> [Job] Set down all of the data exactly as it appears.

Object point labels
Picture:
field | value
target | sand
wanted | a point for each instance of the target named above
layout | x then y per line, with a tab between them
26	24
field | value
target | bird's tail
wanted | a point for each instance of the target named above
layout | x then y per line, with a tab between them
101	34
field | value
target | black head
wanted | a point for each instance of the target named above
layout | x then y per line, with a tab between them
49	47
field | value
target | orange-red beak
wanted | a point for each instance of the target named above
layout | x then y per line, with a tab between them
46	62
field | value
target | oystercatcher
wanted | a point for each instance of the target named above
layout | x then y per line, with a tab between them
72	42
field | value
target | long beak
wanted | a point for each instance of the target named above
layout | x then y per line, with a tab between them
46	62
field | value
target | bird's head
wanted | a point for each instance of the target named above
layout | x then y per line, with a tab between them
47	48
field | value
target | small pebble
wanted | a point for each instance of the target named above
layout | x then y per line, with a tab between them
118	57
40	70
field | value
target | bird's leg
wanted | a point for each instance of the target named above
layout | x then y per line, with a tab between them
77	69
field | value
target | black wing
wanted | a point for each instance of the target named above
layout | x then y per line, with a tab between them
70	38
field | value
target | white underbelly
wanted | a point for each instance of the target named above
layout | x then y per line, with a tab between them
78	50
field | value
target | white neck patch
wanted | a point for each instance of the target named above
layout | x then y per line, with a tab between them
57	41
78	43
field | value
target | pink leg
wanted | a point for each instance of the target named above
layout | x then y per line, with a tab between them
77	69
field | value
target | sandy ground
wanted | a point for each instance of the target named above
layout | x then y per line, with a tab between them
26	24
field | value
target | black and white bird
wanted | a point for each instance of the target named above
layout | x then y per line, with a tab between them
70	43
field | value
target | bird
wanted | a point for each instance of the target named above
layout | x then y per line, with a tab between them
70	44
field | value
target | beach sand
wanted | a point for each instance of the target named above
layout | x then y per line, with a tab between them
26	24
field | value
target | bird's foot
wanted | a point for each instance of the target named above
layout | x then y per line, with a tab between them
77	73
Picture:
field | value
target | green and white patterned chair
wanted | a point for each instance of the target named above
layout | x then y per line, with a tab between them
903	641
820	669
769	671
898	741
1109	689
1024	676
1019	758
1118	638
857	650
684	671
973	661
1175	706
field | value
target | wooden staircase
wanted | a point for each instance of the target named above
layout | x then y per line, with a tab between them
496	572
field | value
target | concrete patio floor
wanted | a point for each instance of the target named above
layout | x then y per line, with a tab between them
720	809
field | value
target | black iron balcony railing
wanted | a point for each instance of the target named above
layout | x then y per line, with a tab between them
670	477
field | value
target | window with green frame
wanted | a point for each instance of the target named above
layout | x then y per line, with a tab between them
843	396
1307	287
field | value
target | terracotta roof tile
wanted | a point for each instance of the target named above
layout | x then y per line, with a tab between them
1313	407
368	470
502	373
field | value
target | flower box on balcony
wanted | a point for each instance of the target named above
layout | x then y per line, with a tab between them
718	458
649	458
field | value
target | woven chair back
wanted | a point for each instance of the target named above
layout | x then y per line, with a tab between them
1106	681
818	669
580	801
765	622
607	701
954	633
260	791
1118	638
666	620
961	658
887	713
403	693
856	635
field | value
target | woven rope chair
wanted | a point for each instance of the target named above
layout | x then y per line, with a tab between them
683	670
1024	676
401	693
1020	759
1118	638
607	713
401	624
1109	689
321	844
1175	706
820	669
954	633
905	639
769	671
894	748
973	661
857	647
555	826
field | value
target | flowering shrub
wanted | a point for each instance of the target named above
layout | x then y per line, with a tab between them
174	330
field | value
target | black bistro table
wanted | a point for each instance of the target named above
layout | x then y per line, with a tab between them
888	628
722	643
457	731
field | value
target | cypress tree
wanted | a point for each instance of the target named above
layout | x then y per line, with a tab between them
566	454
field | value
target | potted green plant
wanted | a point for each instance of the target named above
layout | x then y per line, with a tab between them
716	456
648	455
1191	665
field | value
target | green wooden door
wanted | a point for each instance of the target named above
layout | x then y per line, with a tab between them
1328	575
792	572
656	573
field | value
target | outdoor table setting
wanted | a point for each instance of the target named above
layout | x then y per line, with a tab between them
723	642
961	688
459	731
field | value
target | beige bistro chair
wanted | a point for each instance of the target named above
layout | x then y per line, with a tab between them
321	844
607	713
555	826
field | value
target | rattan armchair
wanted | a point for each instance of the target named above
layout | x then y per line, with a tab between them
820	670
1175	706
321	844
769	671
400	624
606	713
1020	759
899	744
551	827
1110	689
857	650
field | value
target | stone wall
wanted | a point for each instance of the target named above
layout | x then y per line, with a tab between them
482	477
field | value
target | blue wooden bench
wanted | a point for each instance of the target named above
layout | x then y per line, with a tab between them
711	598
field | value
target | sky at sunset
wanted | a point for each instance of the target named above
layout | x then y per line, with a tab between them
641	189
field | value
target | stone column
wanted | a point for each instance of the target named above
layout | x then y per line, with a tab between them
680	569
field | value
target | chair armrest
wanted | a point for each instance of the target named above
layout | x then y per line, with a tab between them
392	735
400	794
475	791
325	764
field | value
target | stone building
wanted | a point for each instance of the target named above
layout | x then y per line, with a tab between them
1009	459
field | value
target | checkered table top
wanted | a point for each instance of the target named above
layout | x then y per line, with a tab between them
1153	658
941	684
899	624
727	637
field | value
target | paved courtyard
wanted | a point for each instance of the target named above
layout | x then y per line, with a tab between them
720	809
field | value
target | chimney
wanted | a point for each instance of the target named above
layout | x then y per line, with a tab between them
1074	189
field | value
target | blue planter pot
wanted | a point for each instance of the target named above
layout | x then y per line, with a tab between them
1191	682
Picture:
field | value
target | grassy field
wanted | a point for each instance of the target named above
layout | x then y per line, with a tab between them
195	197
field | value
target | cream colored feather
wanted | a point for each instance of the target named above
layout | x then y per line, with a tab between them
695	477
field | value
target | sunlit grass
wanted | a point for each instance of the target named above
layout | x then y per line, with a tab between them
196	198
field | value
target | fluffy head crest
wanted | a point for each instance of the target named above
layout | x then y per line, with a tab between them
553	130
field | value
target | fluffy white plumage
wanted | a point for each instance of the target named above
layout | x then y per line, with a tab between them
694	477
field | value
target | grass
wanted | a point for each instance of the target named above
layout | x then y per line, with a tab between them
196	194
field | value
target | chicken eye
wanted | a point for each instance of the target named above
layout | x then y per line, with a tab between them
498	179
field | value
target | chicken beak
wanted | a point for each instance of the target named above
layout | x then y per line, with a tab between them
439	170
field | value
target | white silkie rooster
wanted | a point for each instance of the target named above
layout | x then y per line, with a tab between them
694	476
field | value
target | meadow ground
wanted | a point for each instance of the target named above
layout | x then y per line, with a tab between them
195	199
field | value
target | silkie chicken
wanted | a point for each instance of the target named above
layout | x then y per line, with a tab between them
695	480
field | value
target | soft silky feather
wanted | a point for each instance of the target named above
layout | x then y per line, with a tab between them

> [Complete response]
Picture:
field | value
target | sand
wanted | a point for each instance of the target named above
layout | x then y per line, with a tab between them
26	24
field | value
target | bird's tail
wanted | a point for each instance of the target named above
layout | x then y per line, with a tab between them
101	34
field | value
target | black head
wanted | a point for each instance of the target named above
layout | x then y per line, with a tab between them
49	47
field | value
target | orange-red beak
wanted | a point for each instance of the target named above
layout | x then y per line, with a tab between them
46	62
field | value
target | oystercatcher
wanted | a point for each instance of the target named above
layout | x then y per line, with a tab between them
72	42
field | value
target | long beak
wanted | a point for each instance of the target named above
layout | x then y per line, with a tab between them
46	62
field | value
target | bird's head
wanted | a point for each instance of the target named above
layout | x then y per line, with a tab between them
47	48
field | value
target | small pebble
wanted | a point for each instance of the target named above
layout | x then y per line, with a tab between them
118	57
40	70
field | value
target | bird's leg
wanted | a point for each instance of the target named above
layout | x then y per line, with a tab between them
77	69
field | value
target | black wing
wanted | a point for each instance of the target named above
layout | x then y per line, with a tab between them
70	38
field | value
target | white underbelly
wanted | a point for each instance of the target named above
layout | x then y per line, with a tab between them
78	50
field | value
target | white neck patch
wanted | a point for each instance of the target named above
layout | x then y per line, with a tab between them
57	41
78	43
field | value
target | pink leg
wanted | a point for each instance of the target named above
layout | x then y per line, with a tab between them
77	69
field | value
target | sandy ground
wanted | a point for each instance of the target named above
layout | x then y per line, with a tab between them
26	24
field | value
target | black and white bird
wanted | a point for each instance of the target named above
layout | x then y per line, with a tab between them
70	43
field | value
target | bird
wanted | a point for each instance of the target named above
layout | x then y per line, with a tab between them
70	44
field | value
target | beach sand
wanted | a point for each instance of the target named above
layout | x then y per line, with a tab between them
26	24
field | value
target | bird's foot
wanted | a point for each instance of the target named above
layout | x then y per line, with a tab between them
77	73
Picture:
field | value
target | green and white patterned chair
wanted | a point for each instance of the target named above
layout | x then y per line, with a tab between them
903	641
820	669
769	671
898	741
1109	689
1024	676
1019	758
1118	638
857	650
684	671
973	661
1175	706
field | value
target | wooden staircase
wanted | a point for each instance of the target named above
layout | x then y per line, with a tab between them
496	572
field | value
target | concrete patio floor
wanted | a point for each instance of the target named above
layout | x then y per line, with a tab between them
720	809
field | value
target | black iron balcony railing
wanted | a point for each instance of the target named above
layout | x then y per line, with a tab between them
670	477
field | value
target | window with green frame
wanted | a point for each instance of the target named above
layout | x then y per line, with a tab between them
843	396
1307	287
field | value
target | terracotta roof tile
wanted | a point for each instance of the target named above
layout | x then y per line, with a tab between them
1313	407
368	470
502	373
field | value
target | flower box on balcony
wanted | a point for each instance of the target named above
layout | x then y per line, with a tab between them
718	458
649	458
field | value
target | woven chair back
wanted | a point for each instance of the target named above
layout | x then y per line, with a tab between them
1106	681
818	669
580	801
765	622
607	701
954	633
260	791
1118	638
666	620
961	658
887	713
403	693
856	635
field | value
target | woven rope chair
wanted | a point for each instance of the target named above
layout | x then y per line, with a tab between them
683	670
1024	676
401	693
1020	759
1118	638
607	713
401	624
1109	689
321	844
1175	706
820	669
954	633
905	639
769	671
894	748
973	661
857	647
555	826
field | value
target | flowering shrub
wanted | a point for each instance of the target named above
layout | x then y per line, with a tab between them
174	330
field | value
target | black bistro table
wanted | a point for each instance of the target named above
layout | x then y per line, with a tab between them
888	628
722	643
457	731
field | value
target | cypress tree
wanted | a point for each instance of the target named above
layout | x then y per line, with a tab between them
566	454
field | value
target | potted green plant
wanted | a point for each instance of the target named above
layout | x then y per line, with a tab between them
716	456
648	455
1191	665
field | value
target | green wooden door
wanted | a point for each instance of the target named above
layout | x then y per line, with a tab between them
1328	575
792	572
656	573
field | value
target | outdoor table setting
wanted | a point for each instance of the target named above
layout | x then y per line, with a tab between them
723	642
961	688
459	731
field | value
target | beige bistro chair
wanted | a point for each instance of the target named above
layout | x then y per line, with a tab between them
321	844
607	713
555	826
field | value
target | rattan armchair
wanted | a point for each instance of the target named above
layout | x then y per line, with a tab between them
820	670
1175	706
321	844
769	671
400	624
606	713
1020	759
899	744
551	827
1110	689
857	650
field | value
target | stone wall
wanted | a point for each instance of the target named above
layout | x then y per line, with a tab between them
482	477
field | value
target | blue wooden bench
wanted | a point for each instance of the target named above
layout | x then y per line, with a tab between them
711	598
field | value
target | sky at sunset
wanted | a point for each instance of the target named above
layout | x then y per line, with a tab between them
641	189
field | value
target | stone column
wanted | a point for each instance of the target named above
layout | x then y per line, with a tab between them
680	569
field | value
target | chair armrest
wanted | a point for each instance of the target named above
layout | x then y per line, with a tab between them
392	735
400	794
475	791
325	764
field | value
target | stone building
wanted | a point for each instance of the target named above
layout | x then y per line, with a tab between them
1009	459
field | value
target | checkered table top
wanted | a point for each instance of the target named above
layout | x then y per line, with a tab between them
1153	658
941	684
899	624
727	637
field | value
target | paved courtyard
wanted | a point for each instance of the target named above
layout | x then y per line, with a tab between them
720	809
field | value
target | chimney
wanted | a point for each instance of the target named above
layout | x then y per line, with a tab between them
1074	189
field | value
target | blue planter pot
wanted | a point for each instance of the target named above
layout | x then y per line, with a tab between them
1191	682
Picture:
field | value
target | grassy field
wanted | a point for each instance of the target named above
layout | x then y per line, with a tab between them
195	197
field | value
target | cream colored feather
wanted | a point for each instance of the target named above
layout | x then y per line, with a tab between them
695	477
field | value
target | sunlit grass
wanted | a point for each instance of the target named above
layout | x then y per line, with a tab between them
196	198
field | value
target | fluffy head crest
wanted | a point for each instance of the target named above
layout | x then y per line, with a tab between them
553	130
field | value
target | fluffy white plumage
wanted | a point for each instance of the target named above
layout | x then y per line, with a tab between them
694	477
field | value
target | grass
wanted | a point for each instance of the target named above
layout | x then y per line, with a tab between them
196	194
field | value
target | chicken eye
wanted | a point for each instance of the target named above
layout | x then y per line, with a tab between them
498	179
field | value
target | chicken beak
wanted | a point for each instance of the target named above
layout | x then y per line, with a tab between them
439	170
field | value
target | white silkie rooster
wanted | a point for each instance of the target named above
layout | x then y per line, with a tab between them
694	476
field | value
target | meadow ground
wanted | a point for each instance of the target named above
layout | x then y per line, with a tab between them
195	199
field | value
target | silkie chicken
wanted | a point for each instance of the target named above
layout | x then y per line, with a tab between them
695	480
field | value
target | soft silky feather
wanted | a point for each instance of the target named above
layout | x then y per line, with a tab between them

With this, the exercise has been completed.